Turn the lines below into a Markdown table with two columns, Row and Line. Number each row and skip any blank lines.

═══ Data to use

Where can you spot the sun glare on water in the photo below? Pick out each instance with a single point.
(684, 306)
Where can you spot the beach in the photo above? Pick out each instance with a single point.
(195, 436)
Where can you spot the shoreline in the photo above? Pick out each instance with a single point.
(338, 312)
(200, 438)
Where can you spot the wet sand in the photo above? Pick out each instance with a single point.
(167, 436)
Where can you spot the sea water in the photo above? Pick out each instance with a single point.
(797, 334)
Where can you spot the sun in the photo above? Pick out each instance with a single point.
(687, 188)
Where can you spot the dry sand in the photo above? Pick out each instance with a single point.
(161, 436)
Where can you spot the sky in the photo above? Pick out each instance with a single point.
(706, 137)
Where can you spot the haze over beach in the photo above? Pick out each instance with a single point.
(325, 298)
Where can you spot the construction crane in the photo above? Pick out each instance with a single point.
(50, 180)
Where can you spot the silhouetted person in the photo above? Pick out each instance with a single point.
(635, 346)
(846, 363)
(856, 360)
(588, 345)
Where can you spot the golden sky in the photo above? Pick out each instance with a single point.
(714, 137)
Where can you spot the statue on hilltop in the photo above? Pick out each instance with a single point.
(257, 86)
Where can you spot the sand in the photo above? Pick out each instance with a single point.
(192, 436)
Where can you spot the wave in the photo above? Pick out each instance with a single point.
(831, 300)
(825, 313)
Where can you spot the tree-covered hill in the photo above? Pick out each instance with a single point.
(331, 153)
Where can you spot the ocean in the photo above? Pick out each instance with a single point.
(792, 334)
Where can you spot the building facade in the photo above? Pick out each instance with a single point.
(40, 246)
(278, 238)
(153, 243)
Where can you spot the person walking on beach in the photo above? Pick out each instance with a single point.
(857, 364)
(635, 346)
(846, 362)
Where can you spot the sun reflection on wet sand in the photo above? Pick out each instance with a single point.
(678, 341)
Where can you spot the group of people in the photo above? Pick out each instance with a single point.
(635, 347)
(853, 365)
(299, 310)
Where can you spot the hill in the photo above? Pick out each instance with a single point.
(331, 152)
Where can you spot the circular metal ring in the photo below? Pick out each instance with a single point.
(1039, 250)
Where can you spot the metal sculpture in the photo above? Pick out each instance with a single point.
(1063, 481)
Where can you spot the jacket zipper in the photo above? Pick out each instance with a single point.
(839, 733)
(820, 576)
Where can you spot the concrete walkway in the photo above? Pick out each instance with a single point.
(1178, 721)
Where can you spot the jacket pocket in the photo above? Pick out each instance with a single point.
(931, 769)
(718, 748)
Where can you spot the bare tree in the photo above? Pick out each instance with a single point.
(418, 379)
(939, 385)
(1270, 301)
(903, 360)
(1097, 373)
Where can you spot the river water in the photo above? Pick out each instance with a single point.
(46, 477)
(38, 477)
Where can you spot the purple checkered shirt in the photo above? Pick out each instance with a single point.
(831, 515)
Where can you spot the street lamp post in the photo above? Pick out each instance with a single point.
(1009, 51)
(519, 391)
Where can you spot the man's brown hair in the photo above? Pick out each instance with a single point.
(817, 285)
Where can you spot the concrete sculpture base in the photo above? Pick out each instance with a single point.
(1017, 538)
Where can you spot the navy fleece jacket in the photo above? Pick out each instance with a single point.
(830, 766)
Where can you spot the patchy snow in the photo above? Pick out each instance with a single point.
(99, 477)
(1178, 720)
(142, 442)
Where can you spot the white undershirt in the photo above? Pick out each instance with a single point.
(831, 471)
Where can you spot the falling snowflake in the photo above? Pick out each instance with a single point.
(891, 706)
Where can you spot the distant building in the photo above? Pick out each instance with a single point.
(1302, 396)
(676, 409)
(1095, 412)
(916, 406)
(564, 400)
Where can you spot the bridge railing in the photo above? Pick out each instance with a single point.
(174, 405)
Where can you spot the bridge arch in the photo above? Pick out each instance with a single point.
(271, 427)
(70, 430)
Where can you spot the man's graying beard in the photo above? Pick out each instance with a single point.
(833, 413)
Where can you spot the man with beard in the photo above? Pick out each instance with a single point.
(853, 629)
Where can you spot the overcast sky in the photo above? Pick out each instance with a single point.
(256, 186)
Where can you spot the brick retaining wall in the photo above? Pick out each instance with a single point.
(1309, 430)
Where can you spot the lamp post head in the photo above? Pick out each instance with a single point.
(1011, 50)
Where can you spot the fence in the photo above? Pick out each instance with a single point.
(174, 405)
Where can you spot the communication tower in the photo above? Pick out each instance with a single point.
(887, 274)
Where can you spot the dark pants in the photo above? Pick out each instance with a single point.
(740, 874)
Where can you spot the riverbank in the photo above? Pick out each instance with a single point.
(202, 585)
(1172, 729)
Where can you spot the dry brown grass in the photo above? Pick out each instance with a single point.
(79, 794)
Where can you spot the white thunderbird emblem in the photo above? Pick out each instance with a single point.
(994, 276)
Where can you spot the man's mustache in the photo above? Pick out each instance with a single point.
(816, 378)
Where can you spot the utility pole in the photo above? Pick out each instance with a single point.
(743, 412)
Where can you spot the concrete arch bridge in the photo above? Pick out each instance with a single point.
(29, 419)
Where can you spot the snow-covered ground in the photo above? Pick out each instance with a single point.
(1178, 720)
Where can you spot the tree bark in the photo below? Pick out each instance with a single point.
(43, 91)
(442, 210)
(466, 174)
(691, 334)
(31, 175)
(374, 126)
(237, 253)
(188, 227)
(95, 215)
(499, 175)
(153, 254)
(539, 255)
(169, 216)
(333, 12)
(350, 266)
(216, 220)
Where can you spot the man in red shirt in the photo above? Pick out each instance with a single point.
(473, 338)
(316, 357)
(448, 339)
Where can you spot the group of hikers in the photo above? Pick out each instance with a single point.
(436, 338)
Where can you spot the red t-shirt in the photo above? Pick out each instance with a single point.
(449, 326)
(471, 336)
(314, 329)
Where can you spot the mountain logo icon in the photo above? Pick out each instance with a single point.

══════

**Solution for this problem**.
| Row | Line |
|---|---|
| 1 | Where can you spot the sun glare on water in the photo below? Pick out each instance with a single point. |
| 2 | (684, 306) |
| 3 | Where can you spot the beach in the photo above? Pick out each instance with a single point. |
| 4 | (195, 436) |
| 5 | Where can you spot the shoreline in the photo above? Pick out each instance with a single point. |
| 6 | (338, 312) |
| 7 | (200, 438) |
| 8 | Where can you spot the wet sand in the photo above? Pick out each instance with a single point. |
| 9 | (167, 436) |
| 10 | Where can you spot the sea water in the photo above? Pick out each instance with a single point. |
| 11 | (797, 334) |
| 12 | Where can you spot the sun in the photo above? Pick out each instance with a single point. |
| 13 | (687, 188) |
| 14 | Where can you spot the dry sand in the photo above? Pick out each instance with a single point. |
| 15 | (161, 436) |
| 16 | Where can you spot the sky in the photo above? Pick out each instance with a single point. |
| 17 | (706, 137) |
| 18 | Where can you spot the haze over beach in the photo above? Pick out each instance with a single point. |
| 19 | (325, 298) |
| 20 | Where can you spot the construction crane in the photo above? Pick out each instance with a single point. |
| 21 | (50, 180) |
| 22 | Where can you spot the silhouetted person in the photo above? Pick out each instance with a single point. |
| 23 | (635, 346) |
| 24 | (846, 363) |
| 25 | (856, 360) |
| 26 | (588, 345) |
| 27 | Where can you spot the golden sky in the photo above? Pick out each instance with a single point. |
| 28 | (714, 137) |
| 29 | Where can you spot the statue on hilltop in the photo above? Pick out each instance with a single point. |
| 30 | (257, 86) |
| 31 | Where can you spot the sand in the photo above? Pick out each instance with a single point. |
| 32 | (192, 436) |
| 33 | Where can you spot the wave in the photo above? Pick out each instance with a single point. |
| 34 | (831, 300) |
| 35 | (825, 313) |
| 36 | Where can you spot the tree-covered hill in the photo above? Pick out each instance with a single point. |
| 37 | (331, 153) |
| 38 | Where can you spot the ocean in the photo above? Pick out each instance with a single point. |
| 39 | (792, 334) |
| 40 | Where can you spot the building facade in the photo above? Pick out each instance with a single point. |
| 41 | (40, 246) |
| 42 | (278, 238) |
| 43 | (153, 243) |
| 44 | Where can you spot the person walking on beach in the photo above? Pick out each instance with a single point. |
| 45 | (857, 364) |
| 46 | (635, 346) |
| 47 | (846, 362) |
| 48 | Where can you spot the sun reflection on wet sand in the photo above? Pick out each instance with a single point. |
| 49 | (678, 341) |
| 50 | Where can you spot the group of people in the photo above? Pick out each instance with a single point. |
| 51 | (635, 347) |
| 52 | (853, 365) |
| 53 | (299, 310) |
| 54 | Where can you spot the hill in the photo above? Pick out each instance with a single point. |
| 55 | (331, 152) |
| 56 | Where can you spot the circular metal ring in the photo below? Pick out each instance with a single point. |
| 57 | (1039, 250) |
| 58 | Where can you spot the metal sculpture in the photo above? Pick out each instance with a single point. |
| 59 | (1063, 481) |
| 60 | Where can you spot the jacket zipper in the photo above? Pick out each instance with a single point. |
| 61 | (839, 733) |
| 62 | (820, 576) |
| 63 | Where can you spot the concrete walkway in the photo above? Pick out each instance with a single point. |
| 64 | (1178, 721) |
| 65 | Where can you spot the jacket pocket in the photo above? Pick out each instance with a single point. |
| 66 | (931, 769) |
| 67 | (718, 748) |
| 68 | Where can you spot the bare tree in the photo above? Pick out each instance with a single point. |
| 69 | (418, 379) |
| 70 | (939, 385) |
| 71 | (1270, 301) |
| 72 | (903, 360) |
| 73 | (1097, 373) |
| 74 | Where can you spot the river water in the photo above? Pick out each instance with a single point. |
| 75 | (46, 477) |
| 76 | (38, 477) |
| 77 | Where can you spot the purple checkered shirt in the photo above? Pick out each instance with a single point. |
| 78 | (831, 515) |
| 79 | Where can you spot the street lamp post in the photo above? Pick out each instance with a single point. |
| 80 | (1009, 51) |
| 81 | (519, 391) |
| 82 | Where can you spot the man's brown hair in the photo above? Pick out each instance with a single point. |
| 83 | (817, 285) |
| 84 | Where can you spot the concrete sculpture base in the photo above? Pick out each instance with a single point. |
| 85 | (1017, 538) |
| 86 | Where can you spot the navy fleece jacket in the photo above? Pick out each instance with a single point. |
| 87 | (830, 766) |
| 88 | Where can you spot the patchy snow in the photo above? Pick out each instance with a single point. |
| 89 | (99, 477) |
| 90 | (1178, 720) |
| 91 | (142, 442) |
| 92 | Where can you spot the white undershirt in the photo above? Pick out each instance with a single point. |
| 93 | (831, 471) |
| 94 | Where can you spot the falling snowflake in the photo above? Pick out each instance with a single point. |
| 95 | (891, 706) |
| 96 | Where can you spot the distant building in the photo above? Pick out each instance with a single point. |
| 97 | (1302, 396) |
| 98 | (676, 409) |
| 99 | (1095, 412) |
| 100 | (916, 406) |
| 101 | (564, 400) |
| 102 | Where can you spot the bridge railing in the photo above? Pick out each instance with a single point. |
| 103 | (174, 405) |
| 104 | Where can you spot the bridge arch in the photo above? Pick out each instance with a single point. |
| 105 | (271, 427) |
| 106 | (70, 430) |
| 107 | Where can you spot the man's graying beard in the photo above? Pick out each instance with a single point. |
| 108 | (833, 413) |
| 109 | Where can you spot the man with beard in the photo above? Pick out each instance with a single point. |
| 110 | (853, 629) |
| 111 | Where can you spot the overcast sky in the photo above? Pick out each instance with a single point. |
| 112 | (256, 186) |
| 113 | Where can you spot the brick retaining wall in the photo above? Pick out each instance with a single point. |
| 114 | (1309, 430) |
| 115 | Where can you spot the lamp post head in the photo above? Pick out each instance with a single point. |
| 116 | (1011, 50) |
| 117 | Where can you spot the fence in the photo above? Pick out each instance with a single point. |
| 118 | (174, 405) |
| 119 | Where can you spot the communication tower in the photo above? Pick out each instance with a single point. |
| 120 | (887, 274) |
| 121 | Where can you spot the dark pants in the photo above? Pick out each instance with a single point. |
| 122 | (740, 874) |
| 123 | Where can you spot the riverbank in the photo above? Pick out each instance with a single point. |
| 124 | (202, 585) |
| 125 | (1172, 729) |
| 126 | Where can you spot the dry brown grass in the photo above? Pick out each instance with a single point. |
| 127 | (79, 794) |
| 128 | Where can you spot the white thunderbird emblem in the photo above? Pick out each instance with a single point. |
| 129 | (994, 276) |
| 130 | Where can you spot the man's mustache in the photo above? Pick out each instance with a single point. |
| 131 | (816, 378) |
| 132 | Where can you spot the utility pole in the photo above? Pick out each instance with a single point. |
| 133 | (743, 412) |
| 134 | Where can you spot the concrete arch bridge in the photo above? Pick out each instance with a single point. |
| 135 | (29, 419) |
| 136 | Where can you spot the snow-covered ground in the photo above? Pick out each instance with a single point. |
| 137 | (1178, 720) |
| 138 | Where can you spot the tree bark in the photo below? Pick out each instance with a single point. |
| 139 | (43, 91) |
| 140 | (442, 210) |
| 141 | (466, 174) |
| 142 | (691, 334) |
| 143 | (31, 175) |
| 144 | (374, 126) |
| 145 | (237, 253) |
| 146 | (188, 227) |
| 147 | (95, 215) |
| 148 | (499, 175) |
| 149 | (153, 254) |
| 150 | (539, 255) |
| 151 | (169, 216) |
| 152 | (333, 12) |
| 153 | (350, 266) |
| 154 | (216, 220) |
| 155 | Where can you spot the man in red shirt in the photo above? Pick out each instance with a single point. |
| 156 | (473, 338) |
| 157 | (316, 357) |
| 158 | (448, 339) |
| 159 | Where can you spot the group of hikers in the photo above? Pick out each instance with a single point. |
| 160 | (436, 338) |
| 161 | Where can you spot the red t-shirt in the photo above? Pick out each instance with a single point. |
| 162 | (449, 326) |
| 163 | (471, 336) |
| 164 | (314, 329) |
| 165 | Where can you spot the mountain logo icon in the photo above? Pick out each instance with a single point. |